| WORK REQUIRED |
Could you return all of the records exactly as they stand?

[Saved entries]
▼▼▼
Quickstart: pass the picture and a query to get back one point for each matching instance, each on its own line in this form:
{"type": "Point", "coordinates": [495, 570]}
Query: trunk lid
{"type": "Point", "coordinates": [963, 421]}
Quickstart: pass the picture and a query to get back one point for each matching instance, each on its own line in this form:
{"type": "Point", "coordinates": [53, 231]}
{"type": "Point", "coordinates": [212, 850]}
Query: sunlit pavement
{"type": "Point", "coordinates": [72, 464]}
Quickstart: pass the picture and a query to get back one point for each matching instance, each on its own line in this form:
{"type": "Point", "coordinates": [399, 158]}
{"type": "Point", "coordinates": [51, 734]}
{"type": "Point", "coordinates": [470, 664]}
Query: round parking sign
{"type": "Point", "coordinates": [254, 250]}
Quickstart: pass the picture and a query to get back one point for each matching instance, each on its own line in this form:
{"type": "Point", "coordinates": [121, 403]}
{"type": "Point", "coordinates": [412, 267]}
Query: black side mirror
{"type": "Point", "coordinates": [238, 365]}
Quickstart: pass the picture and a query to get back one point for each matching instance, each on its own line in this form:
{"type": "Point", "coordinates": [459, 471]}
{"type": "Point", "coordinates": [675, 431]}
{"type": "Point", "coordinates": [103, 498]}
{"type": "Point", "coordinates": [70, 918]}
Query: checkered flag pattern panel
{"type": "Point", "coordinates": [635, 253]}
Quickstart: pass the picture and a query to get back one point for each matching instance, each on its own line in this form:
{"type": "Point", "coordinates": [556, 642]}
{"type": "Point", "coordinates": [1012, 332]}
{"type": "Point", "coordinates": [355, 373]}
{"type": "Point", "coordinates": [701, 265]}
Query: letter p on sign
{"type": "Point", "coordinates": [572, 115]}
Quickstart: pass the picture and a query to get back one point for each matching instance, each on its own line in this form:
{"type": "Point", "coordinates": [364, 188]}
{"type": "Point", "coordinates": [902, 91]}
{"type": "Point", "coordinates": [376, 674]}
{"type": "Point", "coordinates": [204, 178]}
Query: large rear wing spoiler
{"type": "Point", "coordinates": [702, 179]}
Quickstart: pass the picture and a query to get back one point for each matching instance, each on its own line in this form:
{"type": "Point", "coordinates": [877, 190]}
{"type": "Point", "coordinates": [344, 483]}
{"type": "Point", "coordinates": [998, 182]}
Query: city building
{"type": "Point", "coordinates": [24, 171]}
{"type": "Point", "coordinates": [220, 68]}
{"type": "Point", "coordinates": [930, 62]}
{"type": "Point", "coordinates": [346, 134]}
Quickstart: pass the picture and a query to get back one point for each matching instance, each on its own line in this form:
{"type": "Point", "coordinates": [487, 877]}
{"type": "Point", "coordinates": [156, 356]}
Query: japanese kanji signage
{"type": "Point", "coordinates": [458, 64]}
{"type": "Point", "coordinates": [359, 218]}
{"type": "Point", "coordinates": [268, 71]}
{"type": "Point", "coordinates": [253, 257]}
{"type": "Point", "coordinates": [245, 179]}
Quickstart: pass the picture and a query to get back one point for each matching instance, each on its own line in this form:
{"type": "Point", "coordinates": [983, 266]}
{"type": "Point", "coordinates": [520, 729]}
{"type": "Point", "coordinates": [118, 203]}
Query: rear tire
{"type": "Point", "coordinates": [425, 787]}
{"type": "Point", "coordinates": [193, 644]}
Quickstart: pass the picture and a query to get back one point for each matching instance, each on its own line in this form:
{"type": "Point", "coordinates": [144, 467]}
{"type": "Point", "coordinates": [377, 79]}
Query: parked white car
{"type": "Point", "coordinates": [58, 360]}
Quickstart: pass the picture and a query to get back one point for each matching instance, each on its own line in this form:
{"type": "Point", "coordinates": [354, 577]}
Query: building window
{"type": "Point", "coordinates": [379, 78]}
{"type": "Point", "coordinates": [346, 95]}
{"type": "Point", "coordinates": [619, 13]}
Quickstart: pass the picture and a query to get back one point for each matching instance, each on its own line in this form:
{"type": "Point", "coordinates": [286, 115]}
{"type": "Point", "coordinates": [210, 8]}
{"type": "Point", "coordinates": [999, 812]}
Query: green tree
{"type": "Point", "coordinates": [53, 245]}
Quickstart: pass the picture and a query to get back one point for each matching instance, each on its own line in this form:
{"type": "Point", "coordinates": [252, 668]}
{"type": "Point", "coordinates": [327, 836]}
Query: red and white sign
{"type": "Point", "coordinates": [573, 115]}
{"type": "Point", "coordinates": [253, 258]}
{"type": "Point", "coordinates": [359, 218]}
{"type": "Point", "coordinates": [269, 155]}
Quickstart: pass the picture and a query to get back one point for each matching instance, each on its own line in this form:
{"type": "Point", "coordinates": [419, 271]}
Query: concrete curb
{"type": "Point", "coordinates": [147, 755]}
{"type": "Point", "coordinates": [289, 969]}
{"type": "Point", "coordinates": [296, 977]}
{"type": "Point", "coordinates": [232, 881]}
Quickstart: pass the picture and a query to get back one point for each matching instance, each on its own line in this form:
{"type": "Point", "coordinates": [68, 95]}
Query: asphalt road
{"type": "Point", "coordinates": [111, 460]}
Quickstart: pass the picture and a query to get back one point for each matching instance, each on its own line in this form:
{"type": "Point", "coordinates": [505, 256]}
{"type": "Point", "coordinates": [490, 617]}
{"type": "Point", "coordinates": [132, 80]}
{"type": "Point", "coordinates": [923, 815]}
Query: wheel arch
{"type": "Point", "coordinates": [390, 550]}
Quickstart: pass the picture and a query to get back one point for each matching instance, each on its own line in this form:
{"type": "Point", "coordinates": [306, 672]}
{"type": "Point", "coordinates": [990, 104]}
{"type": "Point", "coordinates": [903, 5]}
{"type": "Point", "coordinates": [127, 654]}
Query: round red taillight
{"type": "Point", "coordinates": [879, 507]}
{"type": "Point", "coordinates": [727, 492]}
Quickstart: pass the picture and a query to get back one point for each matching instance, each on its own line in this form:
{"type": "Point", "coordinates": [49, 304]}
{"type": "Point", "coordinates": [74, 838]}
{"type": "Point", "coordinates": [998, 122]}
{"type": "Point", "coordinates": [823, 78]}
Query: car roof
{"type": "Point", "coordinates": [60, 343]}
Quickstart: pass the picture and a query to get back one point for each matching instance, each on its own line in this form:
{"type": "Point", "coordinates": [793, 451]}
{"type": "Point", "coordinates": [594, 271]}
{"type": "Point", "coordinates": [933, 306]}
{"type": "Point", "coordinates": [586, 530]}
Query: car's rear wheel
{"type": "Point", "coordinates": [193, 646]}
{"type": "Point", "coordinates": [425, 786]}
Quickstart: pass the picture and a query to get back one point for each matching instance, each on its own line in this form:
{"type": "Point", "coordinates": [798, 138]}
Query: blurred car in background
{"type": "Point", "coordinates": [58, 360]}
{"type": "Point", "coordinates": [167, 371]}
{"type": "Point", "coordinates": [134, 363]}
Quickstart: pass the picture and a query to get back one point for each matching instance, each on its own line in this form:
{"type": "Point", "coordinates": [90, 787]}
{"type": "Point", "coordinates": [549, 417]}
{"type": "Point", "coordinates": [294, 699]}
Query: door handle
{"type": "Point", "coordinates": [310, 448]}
▲▲▲
| ANSWER AREA |
Quickstart: pass the picture and a query to get back one point for each matching instance, each on its own line in this form:
{"type": "Point", "coordinates": [495, 570]}
Query: trunk lid
{"type": "Point", "coordinates": [963, 421]}
Quickstart: pass the picture and a query to get back one point for each matching instance, each on its own line in this form:
{"type": "Point", "coordinates": [53, 231]}
{"type": "Point", "coordinates": [212, 850]}
Query: sunlit pavement
{"type": "Point", "coordinates": [72, 464]}
Quickstart: pass the picture and a query to get back one point for each matching instance, each on its own line in this form:
{"type": "Point", "coordinates": [399, 158]}
{"type": "Point", "coordinates": [51, 734]}
{"type": "Point", "coordinates": [470, 664]}
Query: round parking sign
{"type": "Point", "coordinates": [254, 250]}
Quickstart: pass the picture and a query to get back one point for each matching instance, each on its own line in this form:
{"type": "Point", "coordinates": [121, 403]}
{"type": "Point", "coordinates": [412, 267]}
Query: black side mirror
{"type": "Point", "coordinates": [238, 365]}
Quickstart: pass the picture and a query to get back one point for each matching instance, each on its own line in this form:
{"type": "Point", "coordinates": [459, 471]}
{"type": "Point", "coordinates": [675, 431]}
{"type": "Point", "coordinates": [103, 498]}
{"type": "Point", "coordinates": [70, 918]}
Query: checkered flag pattern panel
{"type": "Point", "coordinates": [635, 253]}
Quickstart: pass the picture and a query to get back one point for each matching instance, each on its own line in this form:
{"type": "Point", "coordinates": [556, 642]}
{"type": "Point", "coordinates": [1012, 332]}
{"type": "Point", "coordinates": [355, 373]}
{"type": "Point", "coordinates": [701, 265]}
Query: letter p on sign
{"type": "Point", "coordinates": [572, 115]}
Quickstart: pass the picture and a query to get back one point for each matching instance, each on its own line in this form:
{"type": "Point", "coordinates": [364, 188]}
{"type": "Point", "coordinates": [902, 91]}
{"type": "Point", "coordinates": [376, 674]}
{"type": "Point", "coordinates": [204, 178]}
Query: large rear wing spoiler
{"type": "Point", "coordinates": [702, 179]}
Quickstart: pass the picture and a query to get back one point for each matching instance, each on its own line in this form:
{"type": "Point", "coordinates": [877, 190]}
{"type": "Point", "coordinates": [344, 483]}
{"type": "Point", "coordinates": [998, 182]}
Query: city building
{"type": "Point", "coordinates": [24, 171]}
{"type": "Point", "coordinates": [220, 68]}
{"type": "Point", "coordinates": [930, 62]}
{"type": "Point", "coordinates": [346, 134]}
Quickstart: pass the picture and a query to get back one point for each matching instance, each on its own line in this form:
{"type": "Point", "coordinates": [487, 877]}
{"type": "Point", "coordinates": [156, 356]}
Query: japanese kanji signage
{"type": "Point", "coordinates": [458, 64]}
{"type": "Point", "coordinates": [359, 218]}
{"type": "Point", "coordinates": [268, 71]}
{"type": "Point", "coordinates": [253, 257]}
{"type": "Point", "coordinates": [245, 179]}
Quickstart: pass the picture and a query to get back one point for each matching instance, each on its own line in this form:
{"type": "Point", "coordinates": [983, 266]}
{"type": "Point", "coordinates": [520, 729]}
{"type": "Point", "coordinates": [118, 203]}
Query: rear tire
{"type": "Point", "coordinates": [425, 787]}
{"type": "Point", "coordinates": [193, 644]}
Quickstart: pass the picture and a query to get back one point for each matching instance, each on its own line in this form:
{"type": "Point", "coordinates": [144, 467]}
{"type": "Point", "coordinates": [377, 79]}
Query: parked white car
{"type": "Point", "coordinates": [58, 360]}
Quickstart: pass the picture and a query to get back one point for each matching instance, each on its own line in this form:
{"type": "Point", "coordinates": [354, 577]}
Query: building window
{"type": "Point", "coordinates": [379, 78]}
{"type": "Point", "coordinates": [346, 95]}
{"type": "Point", "coordinates": [619, 13]}
Quickstart: pass the picture and a query to get back one point for each matching instance, each on its own line in this form:
{"type": "Point", "coordinates": [286, 115]}
{"type": "Point", "coordinates": [210, 8]}
{"type": "Point", "coordinates": [999, 812]}
Query: green tree
{"type": "Point", "coordinates": [53, 245]}
Quickstart: pass the picture and a query to get back one point for each matching instance, each on its own line in this form:
{"type": "Point", "coordinates": [252, 668]}
{"type": "Point", "coordinates": [327, 836]}
Query: red and white sign
{"type": "Point", "coordinates": [573, 115]}
{"type": "Point", "coordinates": [253, 258]}
{"type": "Point", "coordinates": [359, 218]}
{"type": "Point", "coordinates": [269, 155]}
Quickstart: pass the picture and a query to get back one point for each matching instance, each on its own line in this form:
{"type": "Point", "coordinates": [419, 271]}
Query: concrete curb
{"type": "Point", "coordinates": [147, 755]}
{"type": "Point", "coordinates": [289, 969]}
{"type": "Point", "coordinates": [296, 977]}
{"type": "Point", "coordinates": [232, 881]}
Quickstart: pass the picture and a query to get back one point for each matching instance, each on its own line in this form:
{"type": "Point", "coordinates": [68, 95]}
Query: asphalt road
{"type": "Point", "coordinates": [111, 460]}
Quickstart: pass the picture and a query to get back one point for each matching instance, each on its own line in this form:
{"type": "Point", "coordinates": [505, 256]}
{"type": "Point", "coordinates": [490, 617]}
{"type": "Point", "coordinates": [132, 80]}
{"type": "Point", "coordinates": [923, 815]}
Query: wheel arch
{"type": "Point", "coordinates": [390, 550]}
Quickstart: pass the picture and a query to get back one point for each matching instance, each on its own line in this form:
{"type": "Point", "coordinates": [306, 672]}
{"type": "Point", "coordinates": [990, 104]}
{"type": "Point", "coordinates": [903, 5]}
{"type": "Point", "coordinates": [127, 654]}
Query: round red taillight
{"type": "Point", "coordinates": [879, 507]}
{"type": "Point", "coordinates": [727, 492]}
Quickstart: pass the picture and a query to get back one point for each matching instance, each on its own line in this form:
{"type": "Point", "coordinates": [49, 304]}
{"type": "Point", "coordinates": [74, 838]}
{"type": "Point", "coordinates": [998, 122]}
{"type": "Point", "coordinates": [823, 78]}
Query: car roof
{"type": "Point", "coordinates": [60, 343]}
Quickstart: pass the picture and a query to get back one point for each matching instance, each on its own line in this form:
{"type": "Point", "coordinates": [793, 451]}
{"type": "Point", "coordinates": [594, 271]}
{"type": "Point", "coordinates": [933, 306]}
{"type": "Point", "coordinates": [586, 530]}
Query: car's rear wheel
{"type": "Point", "coordinates": [193, 646]}
{"type": "Point", "coordinates": [425, 786]}
Quickstart: pass the picture and a query to get back one point for each matching instance, each on its own line in this form:
{"type": "Point", "coordinates": [798, 138]}
Query: blurred car in background
{"type": "Point", "coordinates": [58, 360]}
{"type": "Point", "coordinates": [167, 371]}
{"type": "Point", "coordinates": [134, 363]}
Quickstart: pass the picture and a query to get back one point for each matching instance, each on its own line in this form:
{"type": "Point", "coordinates": [90, 787]}
{"type": "Point", "coordinates": [549, 417]}
{"type": "Point", "coordinates": [294, 699]}
Query: door handle
{"type": "Point", "coordinates": [310, 448]}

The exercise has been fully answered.